Region pointing data:

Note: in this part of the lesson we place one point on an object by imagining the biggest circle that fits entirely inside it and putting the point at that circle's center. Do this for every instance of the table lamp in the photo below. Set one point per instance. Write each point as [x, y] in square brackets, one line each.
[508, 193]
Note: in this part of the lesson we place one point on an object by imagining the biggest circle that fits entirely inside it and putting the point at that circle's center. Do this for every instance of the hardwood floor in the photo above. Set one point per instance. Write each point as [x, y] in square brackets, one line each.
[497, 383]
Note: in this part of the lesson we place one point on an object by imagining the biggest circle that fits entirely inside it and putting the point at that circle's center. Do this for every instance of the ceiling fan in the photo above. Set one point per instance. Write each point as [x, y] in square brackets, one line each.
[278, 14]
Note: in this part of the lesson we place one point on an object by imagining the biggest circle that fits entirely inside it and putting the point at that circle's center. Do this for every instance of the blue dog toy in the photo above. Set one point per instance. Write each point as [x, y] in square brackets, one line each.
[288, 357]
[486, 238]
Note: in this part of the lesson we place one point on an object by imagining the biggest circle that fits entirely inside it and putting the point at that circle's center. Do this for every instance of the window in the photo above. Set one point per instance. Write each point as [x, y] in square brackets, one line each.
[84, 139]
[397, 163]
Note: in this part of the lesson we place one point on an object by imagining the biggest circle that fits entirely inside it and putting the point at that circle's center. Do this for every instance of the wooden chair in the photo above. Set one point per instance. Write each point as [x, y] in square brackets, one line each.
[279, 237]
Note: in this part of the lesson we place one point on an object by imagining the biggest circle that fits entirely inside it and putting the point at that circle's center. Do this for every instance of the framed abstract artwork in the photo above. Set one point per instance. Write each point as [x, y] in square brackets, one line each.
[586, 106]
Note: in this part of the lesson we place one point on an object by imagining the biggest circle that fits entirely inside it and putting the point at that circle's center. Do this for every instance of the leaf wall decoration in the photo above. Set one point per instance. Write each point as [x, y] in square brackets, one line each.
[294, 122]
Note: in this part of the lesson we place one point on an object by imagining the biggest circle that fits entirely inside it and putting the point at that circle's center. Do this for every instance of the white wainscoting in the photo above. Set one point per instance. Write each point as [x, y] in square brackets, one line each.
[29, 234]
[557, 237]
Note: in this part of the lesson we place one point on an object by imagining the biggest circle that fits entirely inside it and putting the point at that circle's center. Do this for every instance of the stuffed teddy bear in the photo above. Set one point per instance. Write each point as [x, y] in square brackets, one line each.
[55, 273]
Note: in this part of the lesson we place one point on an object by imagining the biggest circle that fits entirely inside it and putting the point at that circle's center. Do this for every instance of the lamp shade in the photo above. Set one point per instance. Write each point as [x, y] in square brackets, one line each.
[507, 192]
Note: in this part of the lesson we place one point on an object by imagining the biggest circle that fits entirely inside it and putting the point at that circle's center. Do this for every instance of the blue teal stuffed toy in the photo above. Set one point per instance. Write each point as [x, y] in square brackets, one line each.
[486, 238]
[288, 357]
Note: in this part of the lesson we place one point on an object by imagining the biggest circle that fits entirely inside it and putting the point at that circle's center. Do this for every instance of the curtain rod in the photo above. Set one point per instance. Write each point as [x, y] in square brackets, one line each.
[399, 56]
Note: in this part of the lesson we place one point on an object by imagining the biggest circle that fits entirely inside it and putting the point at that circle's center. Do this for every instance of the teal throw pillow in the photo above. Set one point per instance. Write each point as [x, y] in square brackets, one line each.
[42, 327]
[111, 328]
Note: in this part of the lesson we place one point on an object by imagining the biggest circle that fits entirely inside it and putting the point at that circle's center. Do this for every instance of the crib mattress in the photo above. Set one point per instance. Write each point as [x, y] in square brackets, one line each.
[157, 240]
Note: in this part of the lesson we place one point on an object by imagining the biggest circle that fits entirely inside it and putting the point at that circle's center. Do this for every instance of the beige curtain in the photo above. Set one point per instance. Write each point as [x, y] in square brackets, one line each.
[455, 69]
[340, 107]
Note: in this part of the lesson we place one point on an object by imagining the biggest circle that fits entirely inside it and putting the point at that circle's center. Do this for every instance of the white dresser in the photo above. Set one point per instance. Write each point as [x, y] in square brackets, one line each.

● About this task: From the line with "of the beige" through the last line of the records, set down every line exactly as written and leave out all others.

● Answer to this problem:
Note: in this part of the lesson we place one point on an object by imagining the biggest circle that fits entirely inside it and putting the point at that circle's center. Do this for every instance of the beige curtain in the photo above. Set one point per instance. Write each point as [x, y] in square brackets, one line each.
[455, 69]
[340, 107]
Note: in this part of the lesson we place one point on an object by imagining the biggest circle that fits entirely inside it and putting the point at that circle's center. Do this for every instance of the white dresser in the photo above. Set one point per instance. Write each point as [x, y] in square brackets, one line each.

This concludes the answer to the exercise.